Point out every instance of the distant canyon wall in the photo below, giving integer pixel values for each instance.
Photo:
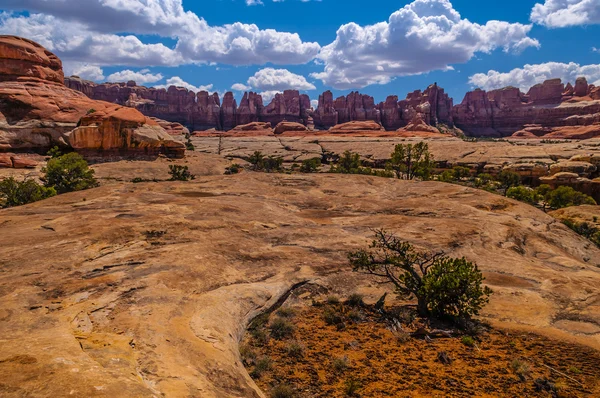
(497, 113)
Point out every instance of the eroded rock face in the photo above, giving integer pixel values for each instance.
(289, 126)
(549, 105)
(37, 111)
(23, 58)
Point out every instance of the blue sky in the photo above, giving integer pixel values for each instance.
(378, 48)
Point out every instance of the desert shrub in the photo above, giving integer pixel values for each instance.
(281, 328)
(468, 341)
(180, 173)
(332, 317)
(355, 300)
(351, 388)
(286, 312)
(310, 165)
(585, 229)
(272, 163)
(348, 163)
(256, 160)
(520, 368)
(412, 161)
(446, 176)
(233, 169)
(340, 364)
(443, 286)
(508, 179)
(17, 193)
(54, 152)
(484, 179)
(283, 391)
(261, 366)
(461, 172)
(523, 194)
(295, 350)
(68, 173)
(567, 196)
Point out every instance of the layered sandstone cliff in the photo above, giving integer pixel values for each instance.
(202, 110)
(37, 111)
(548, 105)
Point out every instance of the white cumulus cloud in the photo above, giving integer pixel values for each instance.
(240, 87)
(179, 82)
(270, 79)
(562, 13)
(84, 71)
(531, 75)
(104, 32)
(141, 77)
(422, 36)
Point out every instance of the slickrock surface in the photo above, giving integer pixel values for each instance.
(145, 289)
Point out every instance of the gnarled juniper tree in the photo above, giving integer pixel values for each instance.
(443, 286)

☆ ☆ ☆ ☆ ☆ ☆ ☆

### Task to carry out
The answer must be the line containing "Point out every instance of the slickrock" and every line after it to the end of the records, repeated exactly.

### Task response
Point out every instance of the slickrock surface in the photo above, giving integer pixel values for each instance.
(145, 289)
Point out every instance of the gnarled juniper tree in the photo above, giving integer pixel values for each instance.
(443, 286)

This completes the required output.